• Problem to work on: Copy out exactly the line that contains "target: palfinger logo" and all lines following it to the end of the data.

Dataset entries
§
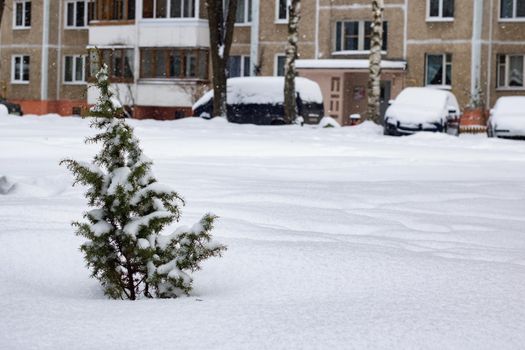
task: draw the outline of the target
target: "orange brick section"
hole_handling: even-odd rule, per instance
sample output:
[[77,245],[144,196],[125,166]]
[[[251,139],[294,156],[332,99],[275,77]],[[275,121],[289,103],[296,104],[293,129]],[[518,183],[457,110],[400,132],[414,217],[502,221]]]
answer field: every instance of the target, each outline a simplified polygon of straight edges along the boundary
[[10,100],[10,102],[20,104],[24,114],[36,115],[56,113],[61,116],[69,116],[74,114],[73,109],[78,109],[82,112],[88,106],[86,100]]
[[191,115],[190,107],[135,106],[133,109],[133,118],[135,119],[174,120]]

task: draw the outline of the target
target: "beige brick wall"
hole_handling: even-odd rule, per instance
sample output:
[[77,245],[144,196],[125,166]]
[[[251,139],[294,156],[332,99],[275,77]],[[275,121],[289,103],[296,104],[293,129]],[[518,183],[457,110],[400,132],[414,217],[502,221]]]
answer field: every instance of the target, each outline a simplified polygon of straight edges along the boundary
[[[82,100],[85,99],[85,86],[62,84],[63,57],[66,54],[82,55],[86,53],[88,30],[65,28],[66,7],[60,7],[61,1],[50,1],[48,100]],[[0,86],[2,94],[5,93],[9,99],[39,100],[41,98],[42,14],[42,0],[33,0],[31,28],[13,29],[13,7],[7,6],[4,12],[1,27]],[[12,55],[31,57],[29,84],[11,84]]]

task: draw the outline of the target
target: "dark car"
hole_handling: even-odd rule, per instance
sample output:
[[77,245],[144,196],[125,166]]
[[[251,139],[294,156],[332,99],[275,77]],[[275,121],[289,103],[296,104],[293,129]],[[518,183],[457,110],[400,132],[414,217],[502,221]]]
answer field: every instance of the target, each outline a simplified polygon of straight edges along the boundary
[[20,107],[20,105],[17,103],[7,102],[6,100],[0,98],[0,105],[4,105],[7,108],[7,112],[9,114],[24,115],[22,112],[22,107]]
[[[324,116],[319,85],[306,78],[296,78],[298,115],[306,124],[319,124]],[[284,78],[247,77],[228,79],[227,118],[239,124],[284,124]],[[193,115],[211,118],[213,91],[208,91],[193,106]]]

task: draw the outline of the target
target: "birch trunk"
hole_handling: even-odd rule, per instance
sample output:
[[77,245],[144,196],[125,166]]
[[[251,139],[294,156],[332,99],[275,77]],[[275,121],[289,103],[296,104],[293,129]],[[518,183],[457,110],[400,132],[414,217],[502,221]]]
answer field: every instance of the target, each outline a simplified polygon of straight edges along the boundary
[[383,44],[383,0],[372,0],[372,36],[370,38],[370,66],[368,78],[368,109],[366,119],[381,124],[381,46]]
[[284,118],[291,124],[297,118],[297,99],[295,93],[295,60],[297,59],[298,25],[301,18],[301,0],[291,0],[288,7],[288,44],[284,68]]
[[[233,41],[237,0],[206,0],[210,27],[210,55],[213,84],[213,115],[227,116],[226,79],[228,58]],[[226,13],[225,13],[226,11]]]

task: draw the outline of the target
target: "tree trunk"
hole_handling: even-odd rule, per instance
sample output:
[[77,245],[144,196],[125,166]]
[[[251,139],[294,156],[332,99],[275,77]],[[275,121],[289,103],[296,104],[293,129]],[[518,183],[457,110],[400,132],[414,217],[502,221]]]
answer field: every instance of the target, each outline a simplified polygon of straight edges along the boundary
[[4,16],[5,0],[0,0],[0,26],[2,25],[2,17]]
[[237,12],[237,0],[206,0],[210,28],[210,54],[213,70],[213,115],[226,117],[226,77],[233,29]]
[[298,25],[301,18],[301,0],[291,0],[288,7],[288,45],[284,68],[284,118],[290,124],[297,118],[297,98],[295,93],[295,60],[297,59]]
[[370,67],[368,78],[368,110],[366,119],[381,124],[381,46],[383,44],[383,0],[372,0],[374,20],[370,38]]

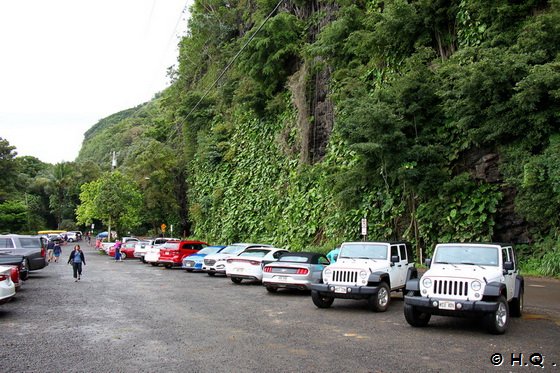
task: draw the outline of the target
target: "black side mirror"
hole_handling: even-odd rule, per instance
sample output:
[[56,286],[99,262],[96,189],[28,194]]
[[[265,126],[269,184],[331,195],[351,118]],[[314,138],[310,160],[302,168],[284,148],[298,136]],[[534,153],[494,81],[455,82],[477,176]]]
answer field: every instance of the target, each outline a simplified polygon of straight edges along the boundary
[[401,260],[399,259],[399,256],[398,256],[398,255],[393,255],[393,256],[391,256],[391,263],[398,263],[398,262],[400,262],[400,261],[401,261]]
[[432,265],[432,259],[428,258],[424,260],[424,264],[426,265],[426,267],[430,268],[430,266]]
[[513,262],[504,262],[504,271],[513,271]]

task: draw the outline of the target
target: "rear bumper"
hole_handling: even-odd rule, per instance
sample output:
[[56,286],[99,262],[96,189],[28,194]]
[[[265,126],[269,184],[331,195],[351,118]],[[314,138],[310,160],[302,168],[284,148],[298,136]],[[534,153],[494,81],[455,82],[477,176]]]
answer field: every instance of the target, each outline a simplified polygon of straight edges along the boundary
[[174,261],[171,260],[171,259],[161,259],[161,258],[160,258],[157,262],[158,262],[159,264],[164,265],[164,266],[165,266],[165,265],[166,265],[166,266],[169,266],[169,265],[170,265],[170,266],[172,266],[172,267],[181,267],[181,265],[182,265],[181,262],[174,262]]

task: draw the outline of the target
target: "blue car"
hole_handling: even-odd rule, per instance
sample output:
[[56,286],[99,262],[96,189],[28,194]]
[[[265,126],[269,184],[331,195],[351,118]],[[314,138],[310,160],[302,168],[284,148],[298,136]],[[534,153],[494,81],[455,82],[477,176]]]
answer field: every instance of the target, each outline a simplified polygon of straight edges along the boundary
[[209,254],[217,254],[222,251],[225,246],[208,246],[198,251],[196,254],[189,255],[183,258],[183,265],[181,268],[187,272],[201,271],[204,257]]

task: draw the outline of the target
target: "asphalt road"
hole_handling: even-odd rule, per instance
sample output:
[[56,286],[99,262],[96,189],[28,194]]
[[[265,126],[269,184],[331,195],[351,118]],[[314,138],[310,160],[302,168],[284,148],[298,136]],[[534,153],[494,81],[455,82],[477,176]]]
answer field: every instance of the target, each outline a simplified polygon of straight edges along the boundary
[[385,313],[339,299],[325,310],[305,293],[115,263],[89,248],[86,261],[80,282],[51,264],[0,306],[0,372],[560,371],[555,280],[529,280],[524,317],[495,336],[471,319],[412,328],[401,295]]

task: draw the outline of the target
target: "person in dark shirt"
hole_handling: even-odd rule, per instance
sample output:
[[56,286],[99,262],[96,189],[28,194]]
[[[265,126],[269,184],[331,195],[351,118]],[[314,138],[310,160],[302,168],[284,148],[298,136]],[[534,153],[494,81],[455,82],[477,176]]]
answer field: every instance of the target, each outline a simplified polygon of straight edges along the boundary
[[86,257],[84,256],[84,252],[80,248],[80,245],[74,246],[74,250],[72,250],[70,257],[68,258],[68,264],[72,264],[72,269],[74,270],[74,281],[80,281],[80,277],[82,276],[82,264],[86,265]]

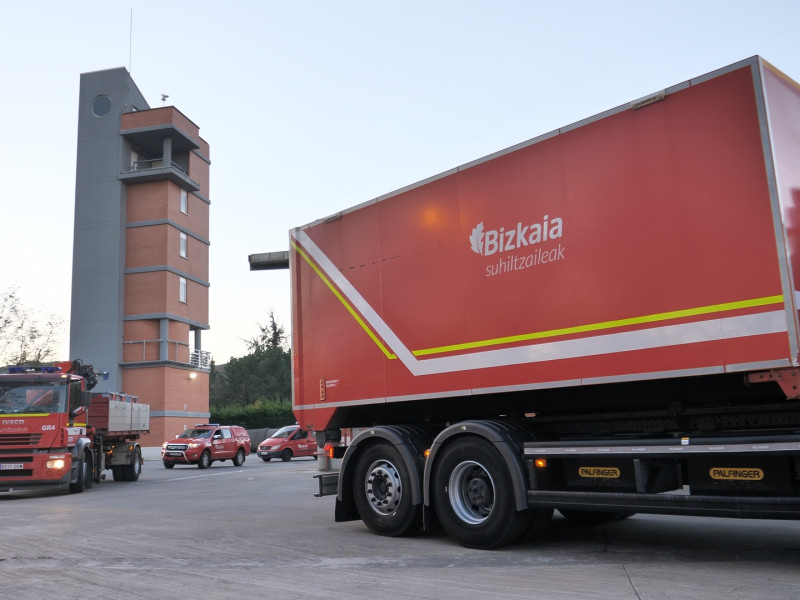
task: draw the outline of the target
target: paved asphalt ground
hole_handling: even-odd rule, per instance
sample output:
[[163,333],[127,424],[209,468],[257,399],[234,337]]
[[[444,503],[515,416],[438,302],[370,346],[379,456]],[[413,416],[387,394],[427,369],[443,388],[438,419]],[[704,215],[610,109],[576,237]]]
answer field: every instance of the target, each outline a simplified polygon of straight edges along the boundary
[[[494,551],[334,523],[316,462],[160,462],[83,494],[0,494],[0,598],[800,598],[800,522],[636,515]],[[110,479],[110,474],[109,474]]]

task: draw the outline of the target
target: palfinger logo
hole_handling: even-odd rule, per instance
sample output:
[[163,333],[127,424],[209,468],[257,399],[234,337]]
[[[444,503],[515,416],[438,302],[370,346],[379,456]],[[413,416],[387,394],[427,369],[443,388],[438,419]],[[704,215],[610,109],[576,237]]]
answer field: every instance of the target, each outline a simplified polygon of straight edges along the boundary
[[542,217],[541,223],[523,225],[517,223],[513,227],[501,227],[484,231],[483,223],[478,223],[469,236],[470,248],[481,256],[491,256],[498,252],[509,252],[519,248],[534,246],[540,242],[555,240],[564,233],[564,222],[561,217],[550,219]]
§
• Exercise answer:
target: palfinger logo
hole_handling: even-odd rule, per instance
sample output:
[[163,333],[127,424],[209,468],[257,399],[234,337]]
[[[444,503],[515,416],[438,302],[370,346],[379,456]],[[413,416],[387,394],[427,369],[443,388],[438,419]],[[704,215],[610,109],[576,237]]]
answer field: every instance of the target, each outline a simplified polygon of straight edges along the boundary
[[542,217],[541,223],[523,225],[517,223],[513,227],[501,227],[484,231],[483,223],[478,223],[469,236],[470,248],[481,256],[491,256],[498,252],[509,252],[519,248],[534,246],[540,242],[555,240],[564,233],[564,222],[561,217],[550,219]]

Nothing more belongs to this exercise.